:: TEXT SEGMENT ::
Synergy of miniature landscapes – Bonsai Empire

“Bonsai” is a term for the Japanese art of designing dwarfed trees in shallow containers. “Penjing” is the older Chinese form that often has wilder-looking trees and landscapes in pots. These two are the most common forms of what we call magical miniature landscapes, a group of arts that are philosophically-related. When examined closely, this particular group of creations can also be seen as related to some other human endeavors.

There are at least four areas of human experience ultimately employed in the creation and experiencing of the various magical miniature landscapes: Horticulture, Aesthetics, Miniatures, and Arts & Crafts. The accompanying schematic plots the suggested relations between these arts (and a few other creations) and these four areas. An approximate date is given for the earliest known representative of most of these creations. We acknowledge that not every last type of these landscapes is shown here.

Now, of course, it is not necessary to be aware of this synergy – or even the history of Bonsai and related art forms in order to successfully create and experience these compositions. Indeed, the vast majority of artists and viewers who have, who do, and who ever will design or see a Bonsai and its cousins do not know these things. This author does believe, however, that awareness of the larger scope of these magical miniature landscapes can be used as mental source material for a wider range of compositions and for a deeper appreciation of what we all are making and/or viewing.

The synergy of magical miniature landscapes

Synergy of Bonsai

Glossary

bonkei — Japanese miniature landscape made with real or artificial plants and rocks in a shallow container.
Bonsai – dwarfed, shallow-potted, perennial woody plant <1.2 m (48”) tall; aka artistic pot plant or table culture plant or living ming tree; originally only referred to the Japanese version, but now used to describe generally any artistically-designed dwarfed potted tree.
bonsan – Japanese miniature landscape made with sand, rock and sometimes vegetation.
bonseki – delicate Japanese miniature landscape flat or three-dimensional made with small stones and white sand on a black lacquer tray; sometimes very small figurines are added for scale or theme.
:::
:: SUPPLIED ENTRIES ::
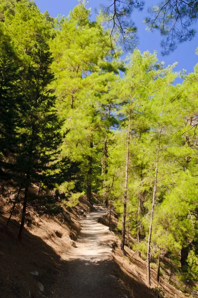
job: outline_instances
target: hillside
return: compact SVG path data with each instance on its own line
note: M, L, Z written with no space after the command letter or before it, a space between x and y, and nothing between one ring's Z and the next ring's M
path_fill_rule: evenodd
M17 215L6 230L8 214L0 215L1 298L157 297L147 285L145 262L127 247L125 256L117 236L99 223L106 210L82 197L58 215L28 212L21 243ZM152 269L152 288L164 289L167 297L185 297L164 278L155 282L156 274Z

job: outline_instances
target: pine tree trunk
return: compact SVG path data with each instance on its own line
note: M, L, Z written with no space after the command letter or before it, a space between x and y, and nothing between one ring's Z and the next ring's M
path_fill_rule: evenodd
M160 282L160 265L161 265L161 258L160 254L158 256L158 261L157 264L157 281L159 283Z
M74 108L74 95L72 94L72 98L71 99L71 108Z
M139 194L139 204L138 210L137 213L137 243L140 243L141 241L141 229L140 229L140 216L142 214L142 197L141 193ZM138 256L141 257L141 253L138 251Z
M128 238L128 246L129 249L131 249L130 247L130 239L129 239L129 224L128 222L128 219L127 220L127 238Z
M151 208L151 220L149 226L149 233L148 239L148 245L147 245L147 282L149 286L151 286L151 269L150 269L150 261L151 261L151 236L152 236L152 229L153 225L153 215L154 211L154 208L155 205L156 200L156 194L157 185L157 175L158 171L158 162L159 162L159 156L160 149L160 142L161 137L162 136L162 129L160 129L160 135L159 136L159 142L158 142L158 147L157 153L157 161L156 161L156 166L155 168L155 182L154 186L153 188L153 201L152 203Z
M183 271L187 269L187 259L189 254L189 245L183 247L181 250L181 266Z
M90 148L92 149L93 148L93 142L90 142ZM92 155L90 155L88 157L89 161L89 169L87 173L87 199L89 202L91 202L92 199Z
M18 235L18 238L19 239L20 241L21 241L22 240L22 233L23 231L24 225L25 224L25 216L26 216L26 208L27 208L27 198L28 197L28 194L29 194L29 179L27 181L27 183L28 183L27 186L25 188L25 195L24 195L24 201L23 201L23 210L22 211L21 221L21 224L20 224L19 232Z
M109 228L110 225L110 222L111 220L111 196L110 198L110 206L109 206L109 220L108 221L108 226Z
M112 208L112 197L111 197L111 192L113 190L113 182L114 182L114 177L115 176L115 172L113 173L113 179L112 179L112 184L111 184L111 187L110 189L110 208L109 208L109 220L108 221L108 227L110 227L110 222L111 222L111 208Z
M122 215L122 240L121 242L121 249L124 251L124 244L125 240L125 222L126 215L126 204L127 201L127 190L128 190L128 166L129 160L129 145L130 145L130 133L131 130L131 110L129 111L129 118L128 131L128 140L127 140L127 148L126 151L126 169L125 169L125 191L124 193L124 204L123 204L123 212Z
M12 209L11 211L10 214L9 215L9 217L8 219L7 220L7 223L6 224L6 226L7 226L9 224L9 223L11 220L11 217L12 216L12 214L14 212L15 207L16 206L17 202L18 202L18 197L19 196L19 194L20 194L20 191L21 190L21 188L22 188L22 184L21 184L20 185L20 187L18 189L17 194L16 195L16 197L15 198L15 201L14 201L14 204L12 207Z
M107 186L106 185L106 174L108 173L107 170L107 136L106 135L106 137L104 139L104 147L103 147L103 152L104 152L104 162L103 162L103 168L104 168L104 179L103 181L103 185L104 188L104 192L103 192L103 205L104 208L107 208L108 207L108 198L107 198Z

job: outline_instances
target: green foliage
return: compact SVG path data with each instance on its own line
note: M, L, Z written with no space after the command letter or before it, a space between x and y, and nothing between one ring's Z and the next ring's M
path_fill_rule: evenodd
:::
:: SUPPLIED ENTRIES ::
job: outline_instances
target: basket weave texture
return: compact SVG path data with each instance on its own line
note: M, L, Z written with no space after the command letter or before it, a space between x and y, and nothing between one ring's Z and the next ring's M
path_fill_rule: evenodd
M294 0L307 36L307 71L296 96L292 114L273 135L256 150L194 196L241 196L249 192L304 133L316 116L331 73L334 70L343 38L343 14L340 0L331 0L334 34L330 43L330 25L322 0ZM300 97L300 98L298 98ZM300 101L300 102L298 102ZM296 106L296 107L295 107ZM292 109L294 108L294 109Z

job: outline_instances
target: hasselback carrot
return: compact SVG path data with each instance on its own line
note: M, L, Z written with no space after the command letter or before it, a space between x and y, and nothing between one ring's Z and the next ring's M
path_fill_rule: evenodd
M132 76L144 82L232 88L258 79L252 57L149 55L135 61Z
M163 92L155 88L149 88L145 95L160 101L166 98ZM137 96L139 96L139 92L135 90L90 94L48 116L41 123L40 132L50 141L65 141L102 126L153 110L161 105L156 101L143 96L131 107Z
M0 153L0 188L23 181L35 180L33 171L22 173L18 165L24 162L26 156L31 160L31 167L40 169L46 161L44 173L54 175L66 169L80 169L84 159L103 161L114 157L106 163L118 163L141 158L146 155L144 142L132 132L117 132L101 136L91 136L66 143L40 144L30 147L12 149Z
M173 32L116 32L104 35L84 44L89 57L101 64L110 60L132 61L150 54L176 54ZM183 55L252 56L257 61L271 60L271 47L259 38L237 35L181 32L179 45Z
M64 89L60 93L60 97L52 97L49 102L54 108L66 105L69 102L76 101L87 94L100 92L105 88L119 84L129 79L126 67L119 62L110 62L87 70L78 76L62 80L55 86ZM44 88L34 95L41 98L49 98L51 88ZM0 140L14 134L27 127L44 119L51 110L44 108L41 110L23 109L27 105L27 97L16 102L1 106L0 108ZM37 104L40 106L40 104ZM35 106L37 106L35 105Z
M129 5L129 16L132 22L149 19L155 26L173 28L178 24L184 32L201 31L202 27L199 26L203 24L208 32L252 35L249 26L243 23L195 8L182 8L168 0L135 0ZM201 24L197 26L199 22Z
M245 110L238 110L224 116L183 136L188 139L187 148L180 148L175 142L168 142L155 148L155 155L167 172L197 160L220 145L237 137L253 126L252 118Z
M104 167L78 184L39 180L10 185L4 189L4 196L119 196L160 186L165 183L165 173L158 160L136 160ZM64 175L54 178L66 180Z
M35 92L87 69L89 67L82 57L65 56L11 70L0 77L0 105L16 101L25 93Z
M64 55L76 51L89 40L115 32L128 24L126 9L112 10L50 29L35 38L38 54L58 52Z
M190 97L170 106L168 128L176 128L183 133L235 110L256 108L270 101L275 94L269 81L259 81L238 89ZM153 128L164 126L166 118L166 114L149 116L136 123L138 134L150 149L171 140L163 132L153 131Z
:::
:: SUPPLIED ENTRIES ::
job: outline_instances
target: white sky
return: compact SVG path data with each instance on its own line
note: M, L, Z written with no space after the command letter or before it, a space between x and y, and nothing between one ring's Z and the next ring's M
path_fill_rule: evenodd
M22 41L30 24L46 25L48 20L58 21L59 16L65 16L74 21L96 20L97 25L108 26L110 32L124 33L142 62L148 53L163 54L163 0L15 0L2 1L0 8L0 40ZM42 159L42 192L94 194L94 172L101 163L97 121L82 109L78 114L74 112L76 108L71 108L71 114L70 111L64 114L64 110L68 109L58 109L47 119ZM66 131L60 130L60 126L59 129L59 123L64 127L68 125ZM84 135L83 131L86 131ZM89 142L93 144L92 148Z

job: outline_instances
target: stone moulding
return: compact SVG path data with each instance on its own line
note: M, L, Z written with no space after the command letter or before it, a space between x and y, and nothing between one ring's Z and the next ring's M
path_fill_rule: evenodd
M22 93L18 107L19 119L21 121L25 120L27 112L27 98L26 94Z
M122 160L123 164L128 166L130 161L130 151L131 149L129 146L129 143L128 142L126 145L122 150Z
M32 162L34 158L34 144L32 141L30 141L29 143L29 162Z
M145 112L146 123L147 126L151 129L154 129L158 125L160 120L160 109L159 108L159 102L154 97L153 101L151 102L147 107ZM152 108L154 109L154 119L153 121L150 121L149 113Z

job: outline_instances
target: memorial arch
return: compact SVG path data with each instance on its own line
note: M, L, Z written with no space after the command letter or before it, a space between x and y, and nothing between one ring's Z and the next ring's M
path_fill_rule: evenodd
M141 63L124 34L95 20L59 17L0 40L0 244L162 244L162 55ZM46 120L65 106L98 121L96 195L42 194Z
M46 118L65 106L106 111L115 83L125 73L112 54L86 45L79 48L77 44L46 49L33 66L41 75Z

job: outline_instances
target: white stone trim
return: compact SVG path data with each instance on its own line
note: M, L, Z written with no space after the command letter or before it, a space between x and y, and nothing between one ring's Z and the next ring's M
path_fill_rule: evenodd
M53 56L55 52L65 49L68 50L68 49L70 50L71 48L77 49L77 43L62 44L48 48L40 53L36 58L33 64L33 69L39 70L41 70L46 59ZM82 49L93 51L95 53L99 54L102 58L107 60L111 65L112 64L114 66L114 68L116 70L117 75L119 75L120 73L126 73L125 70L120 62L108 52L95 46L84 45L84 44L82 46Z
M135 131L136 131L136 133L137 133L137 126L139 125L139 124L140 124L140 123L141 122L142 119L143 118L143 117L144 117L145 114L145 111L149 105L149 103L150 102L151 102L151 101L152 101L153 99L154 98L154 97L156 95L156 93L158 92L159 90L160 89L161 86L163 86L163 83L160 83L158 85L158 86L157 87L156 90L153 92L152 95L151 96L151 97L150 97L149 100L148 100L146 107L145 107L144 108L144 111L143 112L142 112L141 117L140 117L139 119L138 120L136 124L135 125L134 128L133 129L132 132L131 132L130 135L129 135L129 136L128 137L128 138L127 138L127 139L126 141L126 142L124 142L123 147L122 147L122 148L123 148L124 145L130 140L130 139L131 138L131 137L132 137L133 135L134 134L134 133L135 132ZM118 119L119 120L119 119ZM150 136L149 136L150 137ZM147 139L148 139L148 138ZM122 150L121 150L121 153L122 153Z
:::
REQUIRED WORK -
- A) According to the miniature landscapes text, what height does a Bonsai stay under?
- B) List every term that the glossary of the miniature landscapes text defines.
- C) Rewrite a passage of the miniature landscapes text, beginning at the words "Synergy of Bonsai" and stopping after "and sometimes vegetation.". Replace "artificial" with "synthetic".

RESPONSES TO THE EXERCISE -
- A) Under 1.2 m (48") tall.

- B) bonkei, Bonsai, bonsan, bonseki

- C)
Synergy of Bonsai

Glossary

bonkei — Japanese miniature landscape made with real or synthetic plants and rocks in a shallow container.
Bonsai – dwarfed, shallow-potted, perennial woody plant <1.2 m (48”) tall; aka artistic pot plant or table culture plant or living ming tree; originally only referred to the Japanese version, but now used to describe generally any artistically-designed dwarfed potted tree.
bonsan – Japanese miniature landscape made with sand, rock and sometimes vegetation.